───── Source extract

The translation activities we will be discussing in this chapter can be broadly classified as Computer-Aided Translation (CAT), though often a finer distinction is made between Machine-Aided Human Translation (MAHT) and Human-Aided Machine Translation (HAMT)1 implying a distinction between a basically human activity involving computer-based tools on the one hand, and a computer-driven activity requiring the assistance of a human operator. The distinction may be useful at times, though it involves a degree of fuzziness at the edges which should not concern us. Nevertheless, the terminology suggests a spectrum of modes of operation in which the computer plays a progressively bigger part, which can usefully dictate the order of presentation of topics in this chapter.

 

2\. Historical sketch  
The idea for a translator’s workstation (or “workbench”) is often attributed to Martin Kay, who in 1980 wrote a highly influential memo “The Proper Place of Men and Machines in Language Translation”. However, many of the ideas expressed by Kay had already been hinted at, or even implemented in admittedly crude systems. In 1966, the ALPAC report — (in)famous for its criticism of attempts at fully automatic MT — recommended among other things the development of computer-based aids for translators. Even before the ALPAC report, the German Federal Armed Forces Translation Agency (the Bundessprachenamt) used computers to produce text-oriented glossaries, i.e. lists of technical terms and their approved translations based on a given source text.

──────────
───── Listed records

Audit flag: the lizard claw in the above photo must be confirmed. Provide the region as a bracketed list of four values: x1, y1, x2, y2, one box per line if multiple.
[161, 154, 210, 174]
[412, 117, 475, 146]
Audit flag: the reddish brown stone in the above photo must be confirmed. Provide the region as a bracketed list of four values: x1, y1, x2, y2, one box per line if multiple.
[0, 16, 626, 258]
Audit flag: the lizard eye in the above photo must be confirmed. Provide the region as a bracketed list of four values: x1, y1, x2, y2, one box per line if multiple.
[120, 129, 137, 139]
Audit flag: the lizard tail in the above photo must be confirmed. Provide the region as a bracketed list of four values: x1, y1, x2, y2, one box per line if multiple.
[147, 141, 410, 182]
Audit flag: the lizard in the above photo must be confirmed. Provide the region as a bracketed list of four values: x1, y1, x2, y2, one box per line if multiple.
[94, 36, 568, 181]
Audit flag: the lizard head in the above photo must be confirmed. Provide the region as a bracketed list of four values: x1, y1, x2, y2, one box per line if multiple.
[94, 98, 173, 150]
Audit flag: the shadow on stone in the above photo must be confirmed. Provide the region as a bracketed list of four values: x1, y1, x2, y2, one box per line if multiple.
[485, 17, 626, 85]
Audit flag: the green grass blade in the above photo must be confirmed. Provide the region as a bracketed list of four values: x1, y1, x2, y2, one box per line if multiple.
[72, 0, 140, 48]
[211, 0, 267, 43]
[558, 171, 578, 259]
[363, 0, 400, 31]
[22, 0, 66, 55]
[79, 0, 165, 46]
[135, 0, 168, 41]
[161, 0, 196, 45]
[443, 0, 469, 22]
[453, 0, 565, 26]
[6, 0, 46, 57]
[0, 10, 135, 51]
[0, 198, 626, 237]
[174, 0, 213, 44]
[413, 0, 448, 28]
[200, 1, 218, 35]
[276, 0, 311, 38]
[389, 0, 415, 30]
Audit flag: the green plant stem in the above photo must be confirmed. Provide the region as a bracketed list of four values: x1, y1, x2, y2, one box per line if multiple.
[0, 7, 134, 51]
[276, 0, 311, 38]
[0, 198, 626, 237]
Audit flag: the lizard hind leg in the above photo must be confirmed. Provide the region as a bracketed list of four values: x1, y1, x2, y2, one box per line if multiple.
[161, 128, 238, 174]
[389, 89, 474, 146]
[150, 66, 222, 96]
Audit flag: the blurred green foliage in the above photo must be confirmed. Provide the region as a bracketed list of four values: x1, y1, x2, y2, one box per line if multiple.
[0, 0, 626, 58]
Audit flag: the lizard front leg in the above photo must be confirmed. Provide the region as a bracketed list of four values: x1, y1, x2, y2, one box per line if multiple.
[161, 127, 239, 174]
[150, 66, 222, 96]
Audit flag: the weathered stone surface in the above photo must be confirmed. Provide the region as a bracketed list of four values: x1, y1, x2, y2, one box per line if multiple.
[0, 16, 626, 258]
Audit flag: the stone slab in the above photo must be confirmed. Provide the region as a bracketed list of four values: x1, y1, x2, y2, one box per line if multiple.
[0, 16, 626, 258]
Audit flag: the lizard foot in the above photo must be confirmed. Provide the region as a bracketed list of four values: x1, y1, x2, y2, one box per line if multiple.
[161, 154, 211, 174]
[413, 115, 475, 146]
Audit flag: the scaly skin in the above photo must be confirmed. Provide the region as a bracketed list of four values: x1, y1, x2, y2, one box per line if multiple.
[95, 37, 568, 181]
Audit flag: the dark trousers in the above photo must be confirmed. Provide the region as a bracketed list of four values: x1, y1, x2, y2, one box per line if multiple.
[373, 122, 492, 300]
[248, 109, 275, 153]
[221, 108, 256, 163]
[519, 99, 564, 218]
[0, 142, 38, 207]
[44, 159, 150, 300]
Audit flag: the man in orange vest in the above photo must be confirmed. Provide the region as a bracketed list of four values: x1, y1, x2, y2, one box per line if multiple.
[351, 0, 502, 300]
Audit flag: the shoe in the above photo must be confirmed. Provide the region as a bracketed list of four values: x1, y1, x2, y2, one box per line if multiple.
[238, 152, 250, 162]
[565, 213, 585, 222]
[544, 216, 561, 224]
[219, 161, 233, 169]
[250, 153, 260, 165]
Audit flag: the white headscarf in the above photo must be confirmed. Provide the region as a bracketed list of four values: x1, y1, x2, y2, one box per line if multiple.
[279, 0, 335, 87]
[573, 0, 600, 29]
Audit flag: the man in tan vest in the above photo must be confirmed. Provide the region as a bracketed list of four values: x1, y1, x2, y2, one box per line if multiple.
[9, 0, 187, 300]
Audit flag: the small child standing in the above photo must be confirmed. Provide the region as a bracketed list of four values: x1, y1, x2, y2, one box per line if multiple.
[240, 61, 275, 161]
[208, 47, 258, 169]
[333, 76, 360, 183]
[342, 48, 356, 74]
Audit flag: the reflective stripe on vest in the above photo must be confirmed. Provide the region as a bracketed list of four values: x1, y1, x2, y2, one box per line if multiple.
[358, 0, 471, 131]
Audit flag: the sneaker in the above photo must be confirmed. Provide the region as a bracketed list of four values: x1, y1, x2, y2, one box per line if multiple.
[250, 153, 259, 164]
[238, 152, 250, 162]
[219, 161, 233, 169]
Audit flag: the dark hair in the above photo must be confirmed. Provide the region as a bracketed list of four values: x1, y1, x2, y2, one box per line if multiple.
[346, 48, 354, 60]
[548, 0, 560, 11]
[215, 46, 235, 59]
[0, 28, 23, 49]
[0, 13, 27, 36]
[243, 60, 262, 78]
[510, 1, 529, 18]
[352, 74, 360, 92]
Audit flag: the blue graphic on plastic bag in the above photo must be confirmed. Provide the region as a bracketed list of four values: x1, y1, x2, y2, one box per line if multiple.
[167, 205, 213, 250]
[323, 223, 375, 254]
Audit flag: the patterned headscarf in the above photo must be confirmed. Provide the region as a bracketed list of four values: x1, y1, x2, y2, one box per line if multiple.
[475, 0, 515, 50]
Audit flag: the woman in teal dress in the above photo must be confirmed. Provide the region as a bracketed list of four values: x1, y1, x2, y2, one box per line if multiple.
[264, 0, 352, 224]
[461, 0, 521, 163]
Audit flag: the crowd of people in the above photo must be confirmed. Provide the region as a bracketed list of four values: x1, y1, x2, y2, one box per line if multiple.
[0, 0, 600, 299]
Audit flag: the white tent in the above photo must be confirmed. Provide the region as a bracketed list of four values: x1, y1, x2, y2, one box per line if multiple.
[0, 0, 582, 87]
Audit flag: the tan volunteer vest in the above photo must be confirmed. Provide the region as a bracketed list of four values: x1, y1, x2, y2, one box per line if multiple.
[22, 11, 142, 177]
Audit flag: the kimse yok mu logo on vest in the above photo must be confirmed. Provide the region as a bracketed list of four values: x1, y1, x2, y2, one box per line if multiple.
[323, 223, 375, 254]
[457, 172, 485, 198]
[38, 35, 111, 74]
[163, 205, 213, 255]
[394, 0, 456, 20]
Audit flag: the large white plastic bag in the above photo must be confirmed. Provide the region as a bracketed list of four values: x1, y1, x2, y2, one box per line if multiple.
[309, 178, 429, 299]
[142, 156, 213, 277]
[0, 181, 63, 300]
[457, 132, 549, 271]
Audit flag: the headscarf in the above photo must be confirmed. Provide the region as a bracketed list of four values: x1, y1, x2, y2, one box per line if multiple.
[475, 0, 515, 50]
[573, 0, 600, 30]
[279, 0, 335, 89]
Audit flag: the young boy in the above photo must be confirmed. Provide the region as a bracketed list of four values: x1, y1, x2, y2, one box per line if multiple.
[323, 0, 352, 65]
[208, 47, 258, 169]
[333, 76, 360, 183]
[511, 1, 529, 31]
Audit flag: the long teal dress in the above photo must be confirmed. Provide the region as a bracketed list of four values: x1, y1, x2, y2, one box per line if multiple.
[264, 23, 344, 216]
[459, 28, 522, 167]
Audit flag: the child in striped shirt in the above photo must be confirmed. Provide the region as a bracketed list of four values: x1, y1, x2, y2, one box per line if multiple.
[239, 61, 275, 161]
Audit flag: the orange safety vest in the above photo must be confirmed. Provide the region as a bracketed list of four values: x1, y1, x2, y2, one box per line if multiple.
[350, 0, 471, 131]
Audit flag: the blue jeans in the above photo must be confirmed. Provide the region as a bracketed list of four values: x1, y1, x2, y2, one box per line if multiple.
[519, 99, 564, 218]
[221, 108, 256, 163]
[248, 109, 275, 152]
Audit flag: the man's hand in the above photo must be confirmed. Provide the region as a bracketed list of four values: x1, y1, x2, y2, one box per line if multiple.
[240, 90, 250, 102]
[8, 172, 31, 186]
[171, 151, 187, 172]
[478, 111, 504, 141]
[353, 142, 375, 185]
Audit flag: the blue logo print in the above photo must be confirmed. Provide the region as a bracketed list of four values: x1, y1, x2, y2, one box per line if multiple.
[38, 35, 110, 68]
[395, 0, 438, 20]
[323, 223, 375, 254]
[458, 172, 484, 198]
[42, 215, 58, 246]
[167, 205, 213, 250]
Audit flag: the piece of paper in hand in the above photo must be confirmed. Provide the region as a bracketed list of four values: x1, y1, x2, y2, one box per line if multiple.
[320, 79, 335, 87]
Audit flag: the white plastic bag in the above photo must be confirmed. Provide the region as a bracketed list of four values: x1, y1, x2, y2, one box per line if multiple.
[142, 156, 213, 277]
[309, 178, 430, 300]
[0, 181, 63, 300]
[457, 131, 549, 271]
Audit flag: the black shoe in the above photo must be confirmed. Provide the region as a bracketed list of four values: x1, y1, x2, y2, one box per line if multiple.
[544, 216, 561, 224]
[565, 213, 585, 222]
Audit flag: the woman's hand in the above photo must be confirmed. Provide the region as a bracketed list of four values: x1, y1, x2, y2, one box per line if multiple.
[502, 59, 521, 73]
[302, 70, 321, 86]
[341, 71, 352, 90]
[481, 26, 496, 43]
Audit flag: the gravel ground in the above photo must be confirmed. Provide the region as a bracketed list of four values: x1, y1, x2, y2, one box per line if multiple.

──────────

• _Goal 1_
From the computer-aided translation excerpt, duplicate the text starting at "2\. Historical sketch" and ending at "given source text.".
• _Goal 2_
According to the computer-aided translation excerpt, which agency used computers to produce text-oriented glossaries before the ALPAC report?
• _Goal 3_
Do these statements agree with the computer-aided translation excerpt? Answer yes or no for each and quote the words that decide it. (a) The ALPAC report came out in 1966. (b) The ALPAC report advised against building computer-based aids for translators. (c) The fuzziness between MAHT and HAMT is treated as a central concern of the chapter.
The data is not needed here.

• _Final result 1_
2\. Historical sketch  
The idea for a translator’s workstation (or “workbench”) is often attributed to Martin Kay, who in 1980 wrote a highly influential memo “The Proper Place of Men and Machines in Language Translation”. However, many of the ideas expressed by Kay had already been hinted at, or even implemented in admittedly crude systems. In 1966, the ALPAC report — (in)famous for its criticism of attempts at fully automatic MT — recommended among other things the development of computer-based aids for translators. Even before the ALPAC report, the German Federal Armed Forces Translation Agency (the Bundessprachenamt) used computers to produce text-oriented glossaries, i.e. lists of technical terms and their approved translations based on a given source text.

• _Final result 2_
The German Federal Armed Forces Translation Agency (the Bundessprachenamt).

• _Final result 3_
(a) Yes: "In 1966, the ALPAC report"
(b) No: "recommended among other things the development of computer-based aids for translators"
(c) No: "a degree of fuzziness at the edges which should not concern us"